[Kutipan Dokumen]
################
MEMAHAMI SEJARAH PERKEMBANGAN KURIKULUM DI INDONESIA


I. Kurikulum Pendidikan Pra Kemerdekaan
Pendidikan pada prakemerdekaan dipengaruhi oleh kolonialisme. Hasilnya bangsa ini dididik untuk mengabdi kepada penjajah. Karena pada saat penjajahan semua bentuk pendidikan dipusatkan untuk membantu dan mendukung kepentingan penjajah. Tujuan pendidikan kolonial tidak terarah pada pembentukan dan pendidikan orang muda untuk mengabdi pada bangsa dan tanah airnya sendiri, akan tetapi dipakai untuk menanamkan nilai-nilai dan norma-norma masyarakat penjajah agar dapat ditransfer oleh penduduk pribumi dan menggiring penduduk pribumi menjadi budak dari pemerintahan kolonial
Pendidikan model bentukan Belanda pada masa ini terdapat dua macam[1]. Pertama, Sekolah Kelas Dua untuk anak pribumi dengan lama pendidikan 3 tahun. Sementara kurikulum yang diajarkan meliputi berhitung, menulis dan membaca. Kedua, Sekolah Kelas Satu yang diperuntukkan untuk anak pegawai pemerintah Hindia Belanda. Lama pendidikan ini awalnya 4 tahun, kemudian 5 tahun dan terakhir 7 tahun. Kurikulum yang diajarkan meliputi ilmu bumi, sejarah, ilmu hayat/menggambar dan ilmu mengukur tanah. Sementara bahasa pengantarnya menggunakan Bahasa Melayu dan Bahasa Belanda.
Pada prinsipnya Undang-Undang Hindia Belanda membagi jenis penduduk menjadi 3 golongan, yaitu Eropa, Timur Asing, dan Bumiputera. Klasifikasi ini berpengaruh pula terhadap sistem pendidikan ketika itu, yaitu:
  1. ELS (Europe Lagere School) yaitu sekolah untuk anak-anak Eropa, Tionghoa, dan Indonesia yang menurut undang-undang disamakan haknya dengan bangsa Eropa.
  2. HCS (Holand Chinese School) yaitu sekolah untuk golongan Tionghoa.     
  3. HIS (Holand Inlandse School) yaitu sekolah untuk rakyat pribumi atau bumiputra golongan atas.
Ini merupakan gambaran pendidikan rendah di Indonesia masa Belanda yang berlangsung sampai dengan tahun 1942.
################
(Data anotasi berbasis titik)

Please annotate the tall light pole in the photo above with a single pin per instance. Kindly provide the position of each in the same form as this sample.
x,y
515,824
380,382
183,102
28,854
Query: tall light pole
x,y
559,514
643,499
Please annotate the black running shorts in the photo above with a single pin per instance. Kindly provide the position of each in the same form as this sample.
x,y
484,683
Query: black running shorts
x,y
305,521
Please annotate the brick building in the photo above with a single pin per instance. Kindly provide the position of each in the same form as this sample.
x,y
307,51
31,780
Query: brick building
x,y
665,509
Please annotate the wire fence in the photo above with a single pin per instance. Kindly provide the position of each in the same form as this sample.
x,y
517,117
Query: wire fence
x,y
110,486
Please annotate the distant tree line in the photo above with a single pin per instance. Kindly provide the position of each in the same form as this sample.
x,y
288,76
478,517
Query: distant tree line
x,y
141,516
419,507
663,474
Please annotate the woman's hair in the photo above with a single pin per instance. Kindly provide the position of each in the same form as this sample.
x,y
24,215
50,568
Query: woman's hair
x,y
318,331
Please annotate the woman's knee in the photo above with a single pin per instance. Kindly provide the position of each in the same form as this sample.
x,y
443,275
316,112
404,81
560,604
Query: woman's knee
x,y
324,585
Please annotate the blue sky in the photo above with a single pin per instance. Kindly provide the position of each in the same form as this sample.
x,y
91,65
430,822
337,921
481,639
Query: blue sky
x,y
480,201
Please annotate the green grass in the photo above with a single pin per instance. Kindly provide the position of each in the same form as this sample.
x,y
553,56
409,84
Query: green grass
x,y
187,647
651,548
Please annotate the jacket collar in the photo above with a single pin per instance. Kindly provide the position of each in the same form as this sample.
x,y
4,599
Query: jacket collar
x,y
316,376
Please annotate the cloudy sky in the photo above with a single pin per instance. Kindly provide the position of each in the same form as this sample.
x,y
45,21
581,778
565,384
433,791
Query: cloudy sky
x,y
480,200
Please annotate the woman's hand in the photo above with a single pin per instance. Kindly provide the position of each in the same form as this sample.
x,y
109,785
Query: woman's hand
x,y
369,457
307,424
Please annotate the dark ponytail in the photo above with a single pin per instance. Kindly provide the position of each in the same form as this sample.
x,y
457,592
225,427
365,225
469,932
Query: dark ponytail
################
[Perintah 1] Tuliskan sebagai daftar JSON berisi string, satu string untuk setiap baris dan tanpa baris kosong, semua catatan mulai dari baris yang memuat "Please annotate the woman's hand" hingga baris terakhir catatan.
[Perintah 2] Tulis lanjutan teks tentang sejarah perkembangan kurikulum di Indonesia setelah kalimat terakhirnya.
Teks dan catatan di atas merupakan dua bahan yang terpisah.

[Jawaban Tugas 1]
[
  "Please annotate the woman's hand in the photo above with a single pin per instance. Kindly provide the position of each in the same form as this sample.",
  "x,y",
  "109,785",
  "Query: woman's hand",
  "x,y",
  "369,457",
  "307,424",
  "Please annotate the dark ponytail in the photo above with a single pin per instance. Kindly provide the position of each in the same form as this sample.",
  "x,y",
  "457,592",
  "225,427",
  "365,225",
  "469,932",
  "Query: dark ponytail"
]

[Jawaban Tugas 2]
Sementara untuk kelas menengah didirikan Gymnasium yang terbatas siswanya hanya orang-orang Barat atau golongan ningrat. Masa belajar pendidikan ini berlangsung selama 3 tahun. Pendidikan ini bertujuan untuk menciptakan pegawai-pegawai menengah dan tingkat tinggi. Sedang mata pelajaran yang diajarkan meliputi Bahasa Belanda, bahasa Inggris, Ilmu Hitung, Aljabar, ilmu ukur, ilmu alam atau kimia, ilmu hayat, ilmu bumi, sejarah dan tatabuku. Perkembangan selanjutnya, Gymnasium berubah menjadi OSVIA dan HBS. OSVIA sebagian diperuntukkan golongan ningrat bumiputera, sedang HBS (Hogore Burgere School) untuk orang Belanda dari golongan tinggi. Dari model pendidikan ini kemudian menjelma menjadi MULO (Meer Uifgebried Order Wijs) yang lama pendidikannya ditambahkan 1 tahun dengan dasar bahwa anak-anak pribumi dianggap kesulitan memahami pelajaran. Bahasa pengantar yang digunakan adalah bahasa Melayu.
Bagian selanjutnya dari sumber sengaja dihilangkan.